• _WHAT YOU NEED TO DO_
Gather every line from the records below that contains the string "denim". Copy each line in full, and treat uppercase and lowercase as different.
....................
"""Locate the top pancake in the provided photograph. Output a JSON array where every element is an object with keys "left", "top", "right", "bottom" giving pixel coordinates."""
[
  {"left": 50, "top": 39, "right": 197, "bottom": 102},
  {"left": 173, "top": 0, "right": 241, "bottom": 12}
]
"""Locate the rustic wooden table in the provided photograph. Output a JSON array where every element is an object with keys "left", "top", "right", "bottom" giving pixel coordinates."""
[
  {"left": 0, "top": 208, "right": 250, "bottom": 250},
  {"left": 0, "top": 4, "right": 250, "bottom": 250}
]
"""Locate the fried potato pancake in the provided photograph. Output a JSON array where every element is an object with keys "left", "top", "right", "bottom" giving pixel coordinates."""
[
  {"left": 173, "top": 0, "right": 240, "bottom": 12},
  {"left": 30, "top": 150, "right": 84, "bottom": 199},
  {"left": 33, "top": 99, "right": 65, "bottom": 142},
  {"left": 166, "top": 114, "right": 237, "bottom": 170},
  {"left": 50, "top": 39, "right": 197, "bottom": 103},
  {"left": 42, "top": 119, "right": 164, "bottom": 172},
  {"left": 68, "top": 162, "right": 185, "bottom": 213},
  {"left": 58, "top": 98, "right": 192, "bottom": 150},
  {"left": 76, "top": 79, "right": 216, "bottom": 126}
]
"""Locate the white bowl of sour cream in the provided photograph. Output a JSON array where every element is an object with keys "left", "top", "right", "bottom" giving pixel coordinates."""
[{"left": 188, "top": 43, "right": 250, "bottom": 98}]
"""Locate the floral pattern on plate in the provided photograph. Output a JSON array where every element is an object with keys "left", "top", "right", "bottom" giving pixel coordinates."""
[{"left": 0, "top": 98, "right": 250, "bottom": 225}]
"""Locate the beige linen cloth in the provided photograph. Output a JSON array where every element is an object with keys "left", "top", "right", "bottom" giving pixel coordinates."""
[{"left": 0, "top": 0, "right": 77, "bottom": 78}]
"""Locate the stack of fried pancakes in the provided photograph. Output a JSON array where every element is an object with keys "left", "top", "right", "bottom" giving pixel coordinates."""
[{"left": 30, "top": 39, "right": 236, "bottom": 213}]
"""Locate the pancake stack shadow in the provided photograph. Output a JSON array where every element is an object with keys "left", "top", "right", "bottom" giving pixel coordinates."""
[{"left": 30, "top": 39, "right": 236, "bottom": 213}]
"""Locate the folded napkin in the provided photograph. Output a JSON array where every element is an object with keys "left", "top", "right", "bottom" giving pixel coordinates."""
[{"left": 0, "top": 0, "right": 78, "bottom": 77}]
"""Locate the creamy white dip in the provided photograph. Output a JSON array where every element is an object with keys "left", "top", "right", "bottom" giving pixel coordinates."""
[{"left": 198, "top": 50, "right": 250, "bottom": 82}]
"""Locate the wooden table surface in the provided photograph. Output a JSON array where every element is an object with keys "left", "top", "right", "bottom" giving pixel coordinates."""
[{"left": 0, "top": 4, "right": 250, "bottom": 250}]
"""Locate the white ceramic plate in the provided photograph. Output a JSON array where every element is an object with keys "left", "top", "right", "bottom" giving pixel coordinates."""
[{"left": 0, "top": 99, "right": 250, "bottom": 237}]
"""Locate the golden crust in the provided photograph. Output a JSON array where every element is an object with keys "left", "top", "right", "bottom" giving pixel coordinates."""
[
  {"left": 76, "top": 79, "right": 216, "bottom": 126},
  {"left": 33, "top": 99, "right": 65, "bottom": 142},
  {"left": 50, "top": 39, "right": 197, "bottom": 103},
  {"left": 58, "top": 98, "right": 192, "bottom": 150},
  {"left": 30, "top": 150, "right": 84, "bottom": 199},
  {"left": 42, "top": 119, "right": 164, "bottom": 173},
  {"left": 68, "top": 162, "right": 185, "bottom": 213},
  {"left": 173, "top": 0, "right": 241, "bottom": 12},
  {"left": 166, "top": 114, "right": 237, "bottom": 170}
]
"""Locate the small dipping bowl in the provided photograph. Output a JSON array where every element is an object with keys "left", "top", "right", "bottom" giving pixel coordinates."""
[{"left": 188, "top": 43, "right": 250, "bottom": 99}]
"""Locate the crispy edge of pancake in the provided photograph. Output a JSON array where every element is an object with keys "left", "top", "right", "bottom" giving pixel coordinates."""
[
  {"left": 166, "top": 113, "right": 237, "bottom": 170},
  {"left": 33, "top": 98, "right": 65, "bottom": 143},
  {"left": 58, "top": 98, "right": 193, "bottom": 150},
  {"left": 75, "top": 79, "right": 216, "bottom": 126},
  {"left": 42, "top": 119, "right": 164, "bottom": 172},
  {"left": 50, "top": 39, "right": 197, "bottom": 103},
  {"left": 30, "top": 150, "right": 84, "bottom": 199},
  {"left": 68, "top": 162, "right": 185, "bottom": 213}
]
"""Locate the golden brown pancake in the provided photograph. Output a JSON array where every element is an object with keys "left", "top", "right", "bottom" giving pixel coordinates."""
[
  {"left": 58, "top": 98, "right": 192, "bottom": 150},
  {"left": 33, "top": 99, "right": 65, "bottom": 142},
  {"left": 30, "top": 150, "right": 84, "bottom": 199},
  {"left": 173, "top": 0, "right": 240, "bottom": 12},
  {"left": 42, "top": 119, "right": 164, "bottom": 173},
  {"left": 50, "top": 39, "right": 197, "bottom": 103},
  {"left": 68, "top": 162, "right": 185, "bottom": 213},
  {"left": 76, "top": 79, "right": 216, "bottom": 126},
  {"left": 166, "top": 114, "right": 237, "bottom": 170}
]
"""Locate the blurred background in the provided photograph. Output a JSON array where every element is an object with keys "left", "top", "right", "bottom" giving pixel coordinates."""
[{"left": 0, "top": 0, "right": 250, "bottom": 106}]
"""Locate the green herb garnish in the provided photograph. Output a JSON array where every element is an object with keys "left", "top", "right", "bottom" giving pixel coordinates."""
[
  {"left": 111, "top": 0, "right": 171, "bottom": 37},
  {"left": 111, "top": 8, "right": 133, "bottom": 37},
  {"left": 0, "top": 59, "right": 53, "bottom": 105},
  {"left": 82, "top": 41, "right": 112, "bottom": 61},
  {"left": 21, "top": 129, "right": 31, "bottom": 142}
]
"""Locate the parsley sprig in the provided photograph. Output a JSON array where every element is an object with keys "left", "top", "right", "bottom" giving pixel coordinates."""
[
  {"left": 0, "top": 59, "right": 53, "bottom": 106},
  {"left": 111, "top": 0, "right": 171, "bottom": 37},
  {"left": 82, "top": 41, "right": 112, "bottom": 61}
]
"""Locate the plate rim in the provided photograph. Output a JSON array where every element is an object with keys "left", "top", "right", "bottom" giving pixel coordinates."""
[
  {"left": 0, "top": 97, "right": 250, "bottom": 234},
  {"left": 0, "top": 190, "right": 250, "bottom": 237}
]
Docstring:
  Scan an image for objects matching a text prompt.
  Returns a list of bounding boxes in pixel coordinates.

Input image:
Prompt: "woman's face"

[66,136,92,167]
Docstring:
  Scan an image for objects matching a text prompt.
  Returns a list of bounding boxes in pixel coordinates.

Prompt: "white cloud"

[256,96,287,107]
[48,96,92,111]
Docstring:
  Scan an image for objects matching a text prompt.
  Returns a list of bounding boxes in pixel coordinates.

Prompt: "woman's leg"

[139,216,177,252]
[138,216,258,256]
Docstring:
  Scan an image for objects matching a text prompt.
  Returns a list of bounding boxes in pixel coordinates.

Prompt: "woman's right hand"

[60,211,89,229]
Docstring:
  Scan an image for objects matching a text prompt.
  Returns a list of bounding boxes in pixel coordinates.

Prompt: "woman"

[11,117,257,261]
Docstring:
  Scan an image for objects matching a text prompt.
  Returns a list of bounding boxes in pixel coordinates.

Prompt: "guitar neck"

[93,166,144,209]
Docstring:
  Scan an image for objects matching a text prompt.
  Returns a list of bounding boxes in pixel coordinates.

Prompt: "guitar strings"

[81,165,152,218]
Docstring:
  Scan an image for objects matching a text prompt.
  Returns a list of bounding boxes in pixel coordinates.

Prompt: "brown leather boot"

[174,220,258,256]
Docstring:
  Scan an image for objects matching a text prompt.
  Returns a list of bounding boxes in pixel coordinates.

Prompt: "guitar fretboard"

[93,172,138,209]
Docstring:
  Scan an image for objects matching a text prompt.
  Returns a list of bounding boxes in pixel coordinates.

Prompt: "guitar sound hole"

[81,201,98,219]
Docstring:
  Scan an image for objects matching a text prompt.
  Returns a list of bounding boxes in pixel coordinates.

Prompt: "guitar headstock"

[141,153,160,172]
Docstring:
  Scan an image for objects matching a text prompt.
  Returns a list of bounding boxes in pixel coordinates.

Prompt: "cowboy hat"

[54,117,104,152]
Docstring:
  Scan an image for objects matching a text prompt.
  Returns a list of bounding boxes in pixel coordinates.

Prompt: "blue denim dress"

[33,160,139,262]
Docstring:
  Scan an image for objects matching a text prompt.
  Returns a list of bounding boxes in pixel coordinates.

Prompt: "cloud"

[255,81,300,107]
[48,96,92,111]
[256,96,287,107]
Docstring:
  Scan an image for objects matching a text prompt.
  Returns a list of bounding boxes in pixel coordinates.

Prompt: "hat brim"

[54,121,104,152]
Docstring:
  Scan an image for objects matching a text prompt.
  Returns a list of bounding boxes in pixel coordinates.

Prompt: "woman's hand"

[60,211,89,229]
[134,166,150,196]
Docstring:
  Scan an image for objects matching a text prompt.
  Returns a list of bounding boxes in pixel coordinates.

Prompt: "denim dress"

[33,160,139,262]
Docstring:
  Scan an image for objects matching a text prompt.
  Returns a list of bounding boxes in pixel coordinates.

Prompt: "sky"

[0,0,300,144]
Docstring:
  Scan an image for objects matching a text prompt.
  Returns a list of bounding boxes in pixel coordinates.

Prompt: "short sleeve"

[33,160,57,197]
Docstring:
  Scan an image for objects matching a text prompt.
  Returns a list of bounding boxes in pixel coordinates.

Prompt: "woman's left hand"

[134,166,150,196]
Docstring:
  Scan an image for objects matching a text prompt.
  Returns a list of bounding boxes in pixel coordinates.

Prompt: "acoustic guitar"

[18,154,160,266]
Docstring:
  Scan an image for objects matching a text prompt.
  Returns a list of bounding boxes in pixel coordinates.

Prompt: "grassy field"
....................
• _EXERCISE RESPONSE_
Prompt: "blue denim dress"
Prompt: "denim dress"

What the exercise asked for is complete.